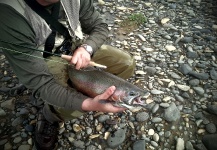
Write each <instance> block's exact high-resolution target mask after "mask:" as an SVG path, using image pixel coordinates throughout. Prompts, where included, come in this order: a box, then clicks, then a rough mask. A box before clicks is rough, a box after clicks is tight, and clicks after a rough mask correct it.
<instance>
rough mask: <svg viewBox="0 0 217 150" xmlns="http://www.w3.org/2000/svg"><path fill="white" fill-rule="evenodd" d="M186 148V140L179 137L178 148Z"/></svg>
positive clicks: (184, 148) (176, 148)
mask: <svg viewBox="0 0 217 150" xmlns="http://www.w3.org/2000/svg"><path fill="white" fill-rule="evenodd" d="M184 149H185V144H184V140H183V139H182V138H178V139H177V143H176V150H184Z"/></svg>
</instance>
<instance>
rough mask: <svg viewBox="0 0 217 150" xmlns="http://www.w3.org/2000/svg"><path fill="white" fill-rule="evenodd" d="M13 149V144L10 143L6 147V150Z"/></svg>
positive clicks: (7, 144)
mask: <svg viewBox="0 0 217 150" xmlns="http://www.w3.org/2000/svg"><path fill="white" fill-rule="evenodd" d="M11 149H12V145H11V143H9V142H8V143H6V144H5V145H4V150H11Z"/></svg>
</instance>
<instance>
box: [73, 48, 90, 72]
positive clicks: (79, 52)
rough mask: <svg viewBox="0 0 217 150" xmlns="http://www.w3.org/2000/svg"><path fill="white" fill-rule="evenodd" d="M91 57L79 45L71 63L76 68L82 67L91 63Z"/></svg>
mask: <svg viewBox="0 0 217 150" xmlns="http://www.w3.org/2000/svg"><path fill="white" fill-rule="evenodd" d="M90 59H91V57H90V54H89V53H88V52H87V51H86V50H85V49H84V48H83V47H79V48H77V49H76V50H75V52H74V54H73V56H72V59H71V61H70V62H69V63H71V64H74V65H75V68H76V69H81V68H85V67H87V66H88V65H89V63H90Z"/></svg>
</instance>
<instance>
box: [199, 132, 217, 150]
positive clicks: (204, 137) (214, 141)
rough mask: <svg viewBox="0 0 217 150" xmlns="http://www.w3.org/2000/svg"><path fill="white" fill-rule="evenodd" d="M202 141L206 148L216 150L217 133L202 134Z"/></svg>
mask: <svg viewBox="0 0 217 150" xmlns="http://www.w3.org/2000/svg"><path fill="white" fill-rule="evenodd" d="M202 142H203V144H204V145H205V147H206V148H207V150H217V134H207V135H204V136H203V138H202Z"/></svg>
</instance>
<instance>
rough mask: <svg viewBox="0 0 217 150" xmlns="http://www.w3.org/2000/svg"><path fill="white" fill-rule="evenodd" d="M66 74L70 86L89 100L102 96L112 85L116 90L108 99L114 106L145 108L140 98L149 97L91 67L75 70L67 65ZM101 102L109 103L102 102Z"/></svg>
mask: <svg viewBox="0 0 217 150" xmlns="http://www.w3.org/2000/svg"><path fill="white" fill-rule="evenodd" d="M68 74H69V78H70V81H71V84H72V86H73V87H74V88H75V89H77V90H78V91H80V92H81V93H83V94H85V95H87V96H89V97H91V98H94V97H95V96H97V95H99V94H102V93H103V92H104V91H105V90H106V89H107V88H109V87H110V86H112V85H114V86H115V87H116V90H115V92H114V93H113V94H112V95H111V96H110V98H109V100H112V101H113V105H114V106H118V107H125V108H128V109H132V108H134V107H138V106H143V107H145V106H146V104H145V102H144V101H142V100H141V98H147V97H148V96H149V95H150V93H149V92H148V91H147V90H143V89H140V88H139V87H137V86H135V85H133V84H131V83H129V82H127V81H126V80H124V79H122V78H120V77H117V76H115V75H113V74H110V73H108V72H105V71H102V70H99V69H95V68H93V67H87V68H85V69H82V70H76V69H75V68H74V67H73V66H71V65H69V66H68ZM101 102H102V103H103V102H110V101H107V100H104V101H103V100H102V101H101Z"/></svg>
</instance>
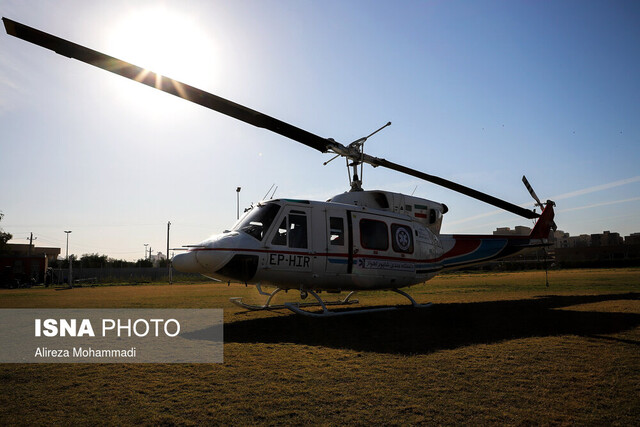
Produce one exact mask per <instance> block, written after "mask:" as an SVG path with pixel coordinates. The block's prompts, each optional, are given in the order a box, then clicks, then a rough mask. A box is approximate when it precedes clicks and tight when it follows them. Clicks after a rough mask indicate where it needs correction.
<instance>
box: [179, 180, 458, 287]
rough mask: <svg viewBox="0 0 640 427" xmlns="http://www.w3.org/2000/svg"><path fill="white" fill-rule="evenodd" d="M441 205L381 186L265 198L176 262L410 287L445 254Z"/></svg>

------------------------------------------------------------

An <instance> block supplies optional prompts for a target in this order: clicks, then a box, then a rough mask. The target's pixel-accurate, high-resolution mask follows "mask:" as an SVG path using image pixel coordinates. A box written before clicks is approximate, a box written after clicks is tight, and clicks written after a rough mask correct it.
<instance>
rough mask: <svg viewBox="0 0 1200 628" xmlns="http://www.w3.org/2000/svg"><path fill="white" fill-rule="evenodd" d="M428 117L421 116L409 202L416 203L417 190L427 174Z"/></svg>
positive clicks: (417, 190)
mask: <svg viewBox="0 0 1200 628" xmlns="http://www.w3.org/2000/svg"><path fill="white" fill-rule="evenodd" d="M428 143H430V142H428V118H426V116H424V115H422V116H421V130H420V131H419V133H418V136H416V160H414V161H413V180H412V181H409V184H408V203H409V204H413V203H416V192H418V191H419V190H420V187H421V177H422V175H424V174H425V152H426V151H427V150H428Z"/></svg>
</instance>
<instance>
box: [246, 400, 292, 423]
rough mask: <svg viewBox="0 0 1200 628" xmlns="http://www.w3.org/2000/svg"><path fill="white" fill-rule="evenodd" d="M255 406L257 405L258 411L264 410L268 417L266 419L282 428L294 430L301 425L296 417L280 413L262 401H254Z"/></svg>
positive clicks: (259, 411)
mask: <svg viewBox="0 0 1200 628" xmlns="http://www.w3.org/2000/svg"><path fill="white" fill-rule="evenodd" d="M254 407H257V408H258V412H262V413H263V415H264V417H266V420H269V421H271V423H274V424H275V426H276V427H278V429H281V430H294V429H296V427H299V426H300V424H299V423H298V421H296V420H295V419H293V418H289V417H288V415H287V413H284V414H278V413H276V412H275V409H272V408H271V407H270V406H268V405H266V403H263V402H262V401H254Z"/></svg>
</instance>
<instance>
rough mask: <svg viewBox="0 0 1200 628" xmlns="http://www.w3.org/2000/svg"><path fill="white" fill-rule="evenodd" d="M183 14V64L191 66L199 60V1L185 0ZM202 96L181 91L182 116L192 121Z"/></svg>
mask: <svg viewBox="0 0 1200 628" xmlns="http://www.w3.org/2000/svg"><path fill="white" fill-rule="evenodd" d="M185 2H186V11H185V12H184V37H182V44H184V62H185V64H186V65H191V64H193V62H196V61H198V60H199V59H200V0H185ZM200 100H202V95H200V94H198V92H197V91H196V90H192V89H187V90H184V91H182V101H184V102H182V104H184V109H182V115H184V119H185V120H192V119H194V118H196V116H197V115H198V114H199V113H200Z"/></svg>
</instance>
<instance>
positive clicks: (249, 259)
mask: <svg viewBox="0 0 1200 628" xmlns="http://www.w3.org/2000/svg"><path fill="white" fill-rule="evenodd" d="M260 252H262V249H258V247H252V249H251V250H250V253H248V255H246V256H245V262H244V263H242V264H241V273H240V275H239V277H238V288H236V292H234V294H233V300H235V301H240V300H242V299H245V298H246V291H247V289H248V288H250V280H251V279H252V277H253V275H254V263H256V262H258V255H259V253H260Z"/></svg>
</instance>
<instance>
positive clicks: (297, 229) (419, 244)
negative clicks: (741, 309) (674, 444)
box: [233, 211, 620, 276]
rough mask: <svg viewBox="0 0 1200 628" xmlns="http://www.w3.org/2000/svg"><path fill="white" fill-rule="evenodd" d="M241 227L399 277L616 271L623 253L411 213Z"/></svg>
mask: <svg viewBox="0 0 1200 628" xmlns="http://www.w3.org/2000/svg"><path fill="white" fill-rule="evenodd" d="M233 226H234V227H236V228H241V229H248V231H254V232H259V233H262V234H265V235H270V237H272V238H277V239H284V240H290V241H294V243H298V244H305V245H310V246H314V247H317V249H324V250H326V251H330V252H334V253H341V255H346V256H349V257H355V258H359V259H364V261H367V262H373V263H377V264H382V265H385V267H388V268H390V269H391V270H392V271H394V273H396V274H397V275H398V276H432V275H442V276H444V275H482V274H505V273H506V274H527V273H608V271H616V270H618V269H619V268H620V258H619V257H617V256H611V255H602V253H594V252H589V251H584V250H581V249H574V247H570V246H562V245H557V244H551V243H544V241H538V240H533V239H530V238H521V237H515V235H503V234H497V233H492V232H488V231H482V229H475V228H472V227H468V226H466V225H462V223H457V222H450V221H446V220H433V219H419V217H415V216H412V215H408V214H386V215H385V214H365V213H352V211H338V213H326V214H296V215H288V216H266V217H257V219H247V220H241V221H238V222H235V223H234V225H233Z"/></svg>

------------------------------------------------------------

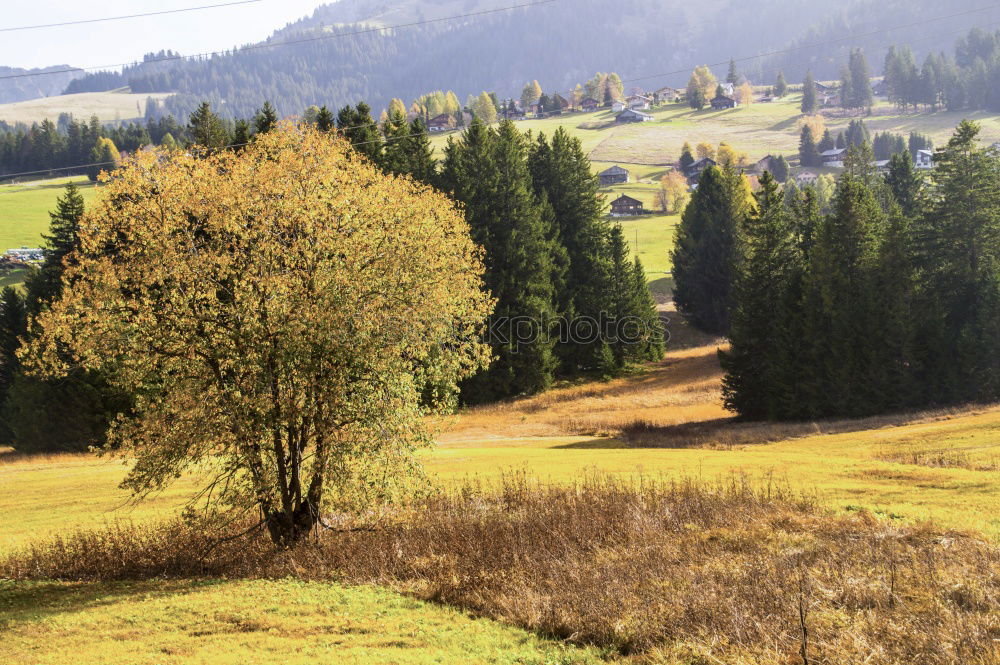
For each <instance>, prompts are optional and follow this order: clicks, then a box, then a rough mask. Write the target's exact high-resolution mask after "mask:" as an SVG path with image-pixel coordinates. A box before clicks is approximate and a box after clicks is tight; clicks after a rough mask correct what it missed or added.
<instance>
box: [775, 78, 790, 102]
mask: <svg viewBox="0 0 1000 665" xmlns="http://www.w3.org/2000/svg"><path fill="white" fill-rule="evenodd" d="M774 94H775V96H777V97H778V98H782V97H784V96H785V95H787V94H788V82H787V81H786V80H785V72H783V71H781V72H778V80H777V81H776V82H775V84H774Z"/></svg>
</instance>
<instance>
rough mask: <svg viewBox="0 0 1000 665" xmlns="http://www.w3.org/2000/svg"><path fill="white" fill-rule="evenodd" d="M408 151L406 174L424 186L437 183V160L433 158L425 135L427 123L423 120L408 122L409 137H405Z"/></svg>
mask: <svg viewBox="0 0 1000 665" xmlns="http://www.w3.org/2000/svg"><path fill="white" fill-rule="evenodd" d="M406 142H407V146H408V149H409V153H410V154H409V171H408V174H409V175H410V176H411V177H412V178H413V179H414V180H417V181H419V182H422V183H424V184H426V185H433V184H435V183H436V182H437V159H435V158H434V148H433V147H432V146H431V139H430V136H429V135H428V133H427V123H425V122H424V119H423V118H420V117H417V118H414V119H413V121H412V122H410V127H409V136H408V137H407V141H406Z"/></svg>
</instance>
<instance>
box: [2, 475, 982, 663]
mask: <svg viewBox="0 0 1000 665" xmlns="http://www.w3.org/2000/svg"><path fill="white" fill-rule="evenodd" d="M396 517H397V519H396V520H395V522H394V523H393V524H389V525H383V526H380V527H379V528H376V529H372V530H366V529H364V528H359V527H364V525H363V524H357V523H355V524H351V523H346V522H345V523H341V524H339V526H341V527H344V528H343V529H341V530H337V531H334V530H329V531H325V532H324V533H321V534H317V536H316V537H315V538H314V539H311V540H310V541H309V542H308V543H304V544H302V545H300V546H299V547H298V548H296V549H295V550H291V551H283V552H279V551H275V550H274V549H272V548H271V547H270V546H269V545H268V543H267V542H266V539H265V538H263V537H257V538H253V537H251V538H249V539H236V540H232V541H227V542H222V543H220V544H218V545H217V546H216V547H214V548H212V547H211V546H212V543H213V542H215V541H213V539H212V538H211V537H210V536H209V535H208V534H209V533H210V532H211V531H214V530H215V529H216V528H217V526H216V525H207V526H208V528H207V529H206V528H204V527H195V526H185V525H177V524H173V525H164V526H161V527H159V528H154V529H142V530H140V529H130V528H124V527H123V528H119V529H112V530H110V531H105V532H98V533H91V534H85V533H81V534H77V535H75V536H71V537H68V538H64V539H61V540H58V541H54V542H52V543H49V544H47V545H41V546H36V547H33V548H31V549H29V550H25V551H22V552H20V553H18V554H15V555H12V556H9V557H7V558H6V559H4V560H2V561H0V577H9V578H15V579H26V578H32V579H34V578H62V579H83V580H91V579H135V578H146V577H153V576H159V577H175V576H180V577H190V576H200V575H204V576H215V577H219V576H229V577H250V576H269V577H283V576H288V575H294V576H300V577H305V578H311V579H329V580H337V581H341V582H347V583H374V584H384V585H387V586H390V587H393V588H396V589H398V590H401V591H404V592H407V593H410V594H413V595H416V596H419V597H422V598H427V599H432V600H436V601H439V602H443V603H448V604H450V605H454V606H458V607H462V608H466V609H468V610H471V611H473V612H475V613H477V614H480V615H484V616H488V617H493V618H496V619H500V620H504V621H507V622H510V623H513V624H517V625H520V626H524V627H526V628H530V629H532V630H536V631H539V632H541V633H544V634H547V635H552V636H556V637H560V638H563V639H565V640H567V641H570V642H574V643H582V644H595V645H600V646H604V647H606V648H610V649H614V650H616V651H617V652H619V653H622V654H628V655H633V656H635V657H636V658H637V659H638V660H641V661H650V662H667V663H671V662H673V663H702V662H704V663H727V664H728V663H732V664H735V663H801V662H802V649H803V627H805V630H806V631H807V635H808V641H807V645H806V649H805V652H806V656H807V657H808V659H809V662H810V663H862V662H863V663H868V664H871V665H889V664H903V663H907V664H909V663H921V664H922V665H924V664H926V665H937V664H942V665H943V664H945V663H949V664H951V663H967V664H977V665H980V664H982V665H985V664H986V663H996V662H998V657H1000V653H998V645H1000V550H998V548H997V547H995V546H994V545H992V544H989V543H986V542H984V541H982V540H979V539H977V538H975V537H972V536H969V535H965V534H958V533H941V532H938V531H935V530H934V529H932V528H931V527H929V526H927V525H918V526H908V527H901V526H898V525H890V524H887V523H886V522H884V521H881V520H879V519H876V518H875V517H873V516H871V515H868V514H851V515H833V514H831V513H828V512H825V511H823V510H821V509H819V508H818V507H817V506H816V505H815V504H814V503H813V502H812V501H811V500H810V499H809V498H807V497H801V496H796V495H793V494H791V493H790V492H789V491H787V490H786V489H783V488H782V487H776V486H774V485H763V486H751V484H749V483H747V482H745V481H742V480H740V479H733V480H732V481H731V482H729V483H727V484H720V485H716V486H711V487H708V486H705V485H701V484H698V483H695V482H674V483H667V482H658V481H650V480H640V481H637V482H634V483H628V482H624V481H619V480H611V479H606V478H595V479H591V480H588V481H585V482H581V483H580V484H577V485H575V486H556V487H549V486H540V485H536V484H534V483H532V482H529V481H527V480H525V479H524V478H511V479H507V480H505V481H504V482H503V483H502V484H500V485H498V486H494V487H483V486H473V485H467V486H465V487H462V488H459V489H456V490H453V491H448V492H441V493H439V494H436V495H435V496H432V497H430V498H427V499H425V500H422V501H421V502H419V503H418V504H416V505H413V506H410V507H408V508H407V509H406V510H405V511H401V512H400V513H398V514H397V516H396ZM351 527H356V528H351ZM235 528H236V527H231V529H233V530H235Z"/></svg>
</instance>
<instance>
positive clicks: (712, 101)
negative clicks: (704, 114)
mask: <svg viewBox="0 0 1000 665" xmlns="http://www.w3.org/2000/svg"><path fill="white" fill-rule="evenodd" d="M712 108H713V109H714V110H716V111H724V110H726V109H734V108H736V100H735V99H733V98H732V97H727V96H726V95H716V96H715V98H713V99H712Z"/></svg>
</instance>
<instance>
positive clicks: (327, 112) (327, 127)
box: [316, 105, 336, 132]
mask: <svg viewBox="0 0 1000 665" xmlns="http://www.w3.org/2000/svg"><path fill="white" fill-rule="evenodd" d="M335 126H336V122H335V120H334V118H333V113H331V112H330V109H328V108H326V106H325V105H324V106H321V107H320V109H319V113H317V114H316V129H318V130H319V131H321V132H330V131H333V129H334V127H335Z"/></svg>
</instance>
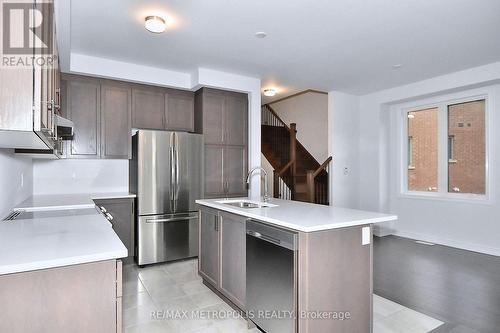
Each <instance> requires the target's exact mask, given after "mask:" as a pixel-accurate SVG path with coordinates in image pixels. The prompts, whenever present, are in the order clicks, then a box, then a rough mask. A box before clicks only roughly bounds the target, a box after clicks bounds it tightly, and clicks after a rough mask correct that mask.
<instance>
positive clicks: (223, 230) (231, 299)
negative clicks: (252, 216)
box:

------------------------------------------------------------

▸ **Exercise aim**: Copy each line of the listing that holds the word "Write".

▸ **Solved problem**:
Write each <instance> block's exact high-resolution target mask after "mask:" as an SVG path, using image pixel coordinates throughout. Prompts, where included, come in this order: a box, then clicks, then a rough mask. A box before clicks is rough, a box after clicks is tight, and clicks after a rough mask correct it.
For each <instance>, prompts are optional and follow this order: clicks, then a box, then a rough mask. Write the target's exact high-resolution mask after "mask:" as an SVG path with image-pixel coordinates. A box before clicks is approximate and a box after clicks is tight; clicks after a rough mask correct what it missed or added.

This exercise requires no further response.